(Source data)
^^^^
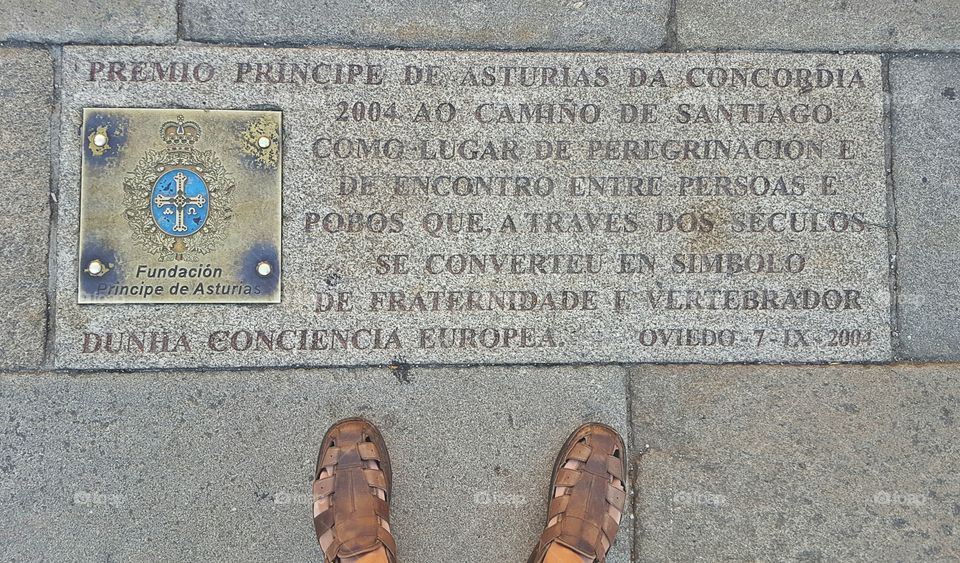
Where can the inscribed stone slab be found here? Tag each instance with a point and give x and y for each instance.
(762, 463)
(457, 207)
(91, 21)
(26, 88)
(829, 25)
(926, 134)
(502, 24)
(208, 466)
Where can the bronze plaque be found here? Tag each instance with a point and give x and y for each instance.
(180, 206)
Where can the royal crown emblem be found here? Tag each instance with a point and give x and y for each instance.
(178, 198)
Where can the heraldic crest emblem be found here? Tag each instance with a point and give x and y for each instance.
(177, 199)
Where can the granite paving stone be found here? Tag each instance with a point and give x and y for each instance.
(26, 88)
(90, 21)
(926, 171)
(209, 466)
(766, 463)
(819, 25)
(502, 24)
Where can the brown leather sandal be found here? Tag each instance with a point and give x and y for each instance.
(585, 524)
(355, 510)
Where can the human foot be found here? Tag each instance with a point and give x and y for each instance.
(351, 495)
(587, 498)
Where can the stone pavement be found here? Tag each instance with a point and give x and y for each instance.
(805, 462)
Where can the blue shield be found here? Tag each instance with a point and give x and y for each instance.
(180, 202)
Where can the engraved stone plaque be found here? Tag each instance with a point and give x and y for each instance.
(179, 206)
(469, 207)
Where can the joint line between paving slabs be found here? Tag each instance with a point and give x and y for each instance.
(893, 240)
(56, 54)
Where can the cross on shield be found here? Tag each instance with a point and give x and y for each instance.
(180, 193)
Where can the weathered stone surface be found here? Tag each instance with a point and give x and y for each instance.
(65, 21)
(26, 88)
(790, 463)
(885, 25)
(503, 24)
(926, 171)
(217, 466)
(770, 244)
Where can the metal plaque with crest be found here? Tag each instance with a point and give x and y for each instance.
(180, 206)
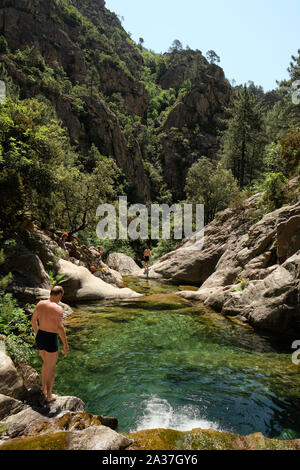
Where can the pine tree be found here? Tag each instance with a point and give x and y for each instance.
(243, 140)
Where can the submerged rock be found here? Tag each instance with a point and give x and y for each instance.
(205, 439)
(122, 263)
(81, 285)
(91, 438)
(245, 269)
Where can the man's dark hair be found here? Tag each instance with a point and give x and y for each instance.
(56, 290)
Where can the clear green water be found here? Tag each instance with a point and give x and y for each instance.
(170, 363)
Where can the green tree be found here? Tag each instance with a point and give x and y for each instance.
(211, 185)
(176, 46)
(212, 57)
(275, 192)
(243, 141)
(290, 152)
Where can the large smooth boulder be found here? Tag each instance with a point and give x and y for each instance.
(81, 285)
(10, 406)
(11, 384)
(257, 276)
(26, 267)
(16, 424)
(91, 438)
(122, 263)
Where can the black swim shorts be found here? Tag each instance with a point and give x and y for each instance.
(46, 341)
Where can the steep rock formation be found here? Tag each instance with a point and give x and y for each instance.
(55, 33)
(189, 130)
(245, 269)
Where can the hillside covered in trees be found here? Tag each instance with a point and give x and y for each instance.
(91, 115)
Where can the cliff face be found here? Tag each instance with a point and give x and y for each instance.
(60, 32)
(85, 44)
(246, 269)
(190, 129)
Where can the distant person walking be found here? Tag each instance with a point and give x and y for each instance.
(100, 252)
(147, 254)
(47, 323)
(62, 243)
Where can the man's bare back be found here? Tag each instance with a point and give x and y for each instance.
(49, 315)
(47, 323)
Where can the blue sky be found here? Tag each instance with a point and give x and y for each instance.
(254, 38)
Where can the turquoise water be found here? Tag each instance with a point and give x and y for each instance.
(170, 363)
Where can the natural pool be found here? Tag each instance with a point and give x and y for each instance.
(165, 362)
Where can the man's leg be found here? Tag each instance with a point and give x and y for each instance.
(44, 372)
(51, 360)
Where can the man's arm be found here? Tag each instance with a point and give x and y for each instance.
(34, 318)
(62, 334)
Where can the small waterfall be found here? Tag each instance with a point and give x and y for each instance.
(159, 413)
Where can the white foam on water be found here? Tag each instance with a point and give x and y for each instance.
(158, 413)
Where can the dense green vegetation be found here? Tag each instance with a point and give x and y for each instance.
(50, 177)
(15, 326)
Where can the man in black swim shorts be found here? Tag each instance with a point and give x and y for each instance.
(47, 324)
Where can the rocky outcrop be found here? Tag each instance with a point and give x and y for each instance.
(205, 439)
(245, 269)
(11, 384)
(122, 263)
(55, 32)
(189, 130)
(36, 251)
(81, 285)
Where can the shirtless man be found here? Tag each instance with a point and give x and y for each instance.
(147, 254)
(47, 324)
^^^^
• Your assignment
Could the data above be reproduced exactly, with the pictures left out?

• Your response
Where can the inscribed stone slab be found here? Tag each instance with a point and give x and y for each instance.
(762, 463)
(457, 207)
(91, 21)
(26, 88)
(829, 25)
(926, 134)
(502, 24)
(208, 466)
Where can the bronze plaque be found here? Tag each instance with a point and give x and y for each instance.
(180, 206)
Where can the royal crown emblem be found here? Tag each instance with a point and give x and y for each instance.
(178, 198)
Where can the heraldic crest emblem be found here? Tag each instance with a point and give x and y for each instance.
(177, 199)
Where can the granite paving stone be found here? Tag each instance with a point and give x and y for each instance.
(26, 88)
(90, 21)
(926, 171)
(209, 466)
(766, 463)
(819, 25)
(502, 24)
Where can the brown leather sandal be found here? Tag each instance with a point and give x and y for each instance.
(585, 524)
(355, 510)
Where can the human foot be found here? Tag each instance with a point and give x and y for each instance.
(351, 495)
(587, 498)
Where can the stone pavement be found here? Tag each instance with a point and give x and y for each instance.
(805, 462)
Where can the blue shield be found here? Tag each instance with a point and give x and y for each instance.
(180, 202)
Where can the engraved stone plaque be found here? Tag each instance with a point and give x and y for each instance.
(179, 206)
(469, 207)
Where can the joint line between paving slabs be found here? Tag each instance with a point and give x and y for each instance.
(893, 240)
(56, 54)
Where can the cross on shield be found here? Tag each instance with a point and give x and y for each instance.
(180, 193)
Where can the weathered stone surface be found here? Tag each instance with a point and give x and y for each instance.
(65, 21)
(26, 88)
(790, 463)
(885, 25)
(503, 24)
(926, 171)
(217, 466)
(770, 244)
Where can the metal plaque with crest be found here? Tag each instance with a point and give x and y for each instance.
(180, 206)
Where can the pine tree be found here? Tag each instance with a point and give x and y for each instance.
(243, 140)
Where can the submerged rock be found here? Tag each instance with a point and give x and y for each instance.
(205, 439)
(122, 263)
(81, 285)
(91, 438)
(245, 269)
Where can the man's dark hair be found here? Tag each instance with a point and give x and y for each instance.
(56, 290)
Where can the clear green water be found here? Tag each instance with a point and give x and y for each instance.
(170, 363)
Where can the green tree be found here? Tag each instance with a point and give x and y for each instance.
(211, 185)
(176, 46)
(212, 57)
(275, 192)
(243, 141)
(290, 152)
Where can the large smooth boulder be found here? Tag each instance with a point and give x and y for each instance.
(81, 285)
(10, 406)
(11, 384)
(257, 276)
(26, 267)
(16, 424)
(91, 438)
(122, 263)
Where can the black swim shorts be found here? Tag each instance with a point and give x and y for each instance.
(46, 341)
Where can the steep rock formation be found here? Tag each instance with a point and give x and y for each instance.
(55, 33)
(189, 130)
(245, 269)
Where can the hillside covered in trees be found here? Tag each instance with a point and give x and y for each instance.
(91, 115)
Where can the cliff face be found here? Tag each instance with a point and give x and y for each instance.
(60, 32)
(85, 44)
(246, 269)
(190, 129)
Where can the distant person walking be found here? Tag each instance with a point and give x and y for each instance.
(100, 252)
(147, 254)
(47, 323)
(62, 243)
Where can the man's bare back be found here? Tag each instance with a point and give x and y for each instance.
(49, 315)
(47, 323)
Where can the blue sky be found here? Tag each instance with a point and give x and y for each instance.
(254, 38)
Where can the turquoise water be found here? Tag each instance with a point and give x and y for each instance.
(170, 363)
Where can the natural pool be found here? Tag each instance with a point and give x and y for each instance.
(165, 362)
Where can the man's leg be found here? Tag each instance with a point and give x and y for each instance.
(44, 372)
(51, 360)
Where can the man's arm be found here? Tag each instance with a point and give x and y for each instance.
(34, 318)
(62, 334)
Where can the small waterfall be found here? Tag each instance with a point and give x and y for each instance.
(159, 413)
Where can the white foam on water be found here? Tag each instance with a point and give x and y for each instance.
(158, 413)
Where can the dense green vegetation be found here? Tag each instance with a point and give x and y for each instance.
(50, 177)
(15, 326)
Where can the man in black swim shorts be found here? Tag each instance with a point and give x and y for each instance.
(47, 324)
Where can the rocky outcrop be found here? Tag each instance with a point and give x and y for each instance.
(205, 439)
(245, 269)
(11, 384)
(122, 263)
(55, 32)
(189, 130)
(36, 251)
(81, 285)
Where can the shirtless man be found here? Tag each instance with a point and give x and y for each instance.
(147, 254)
(47, 324)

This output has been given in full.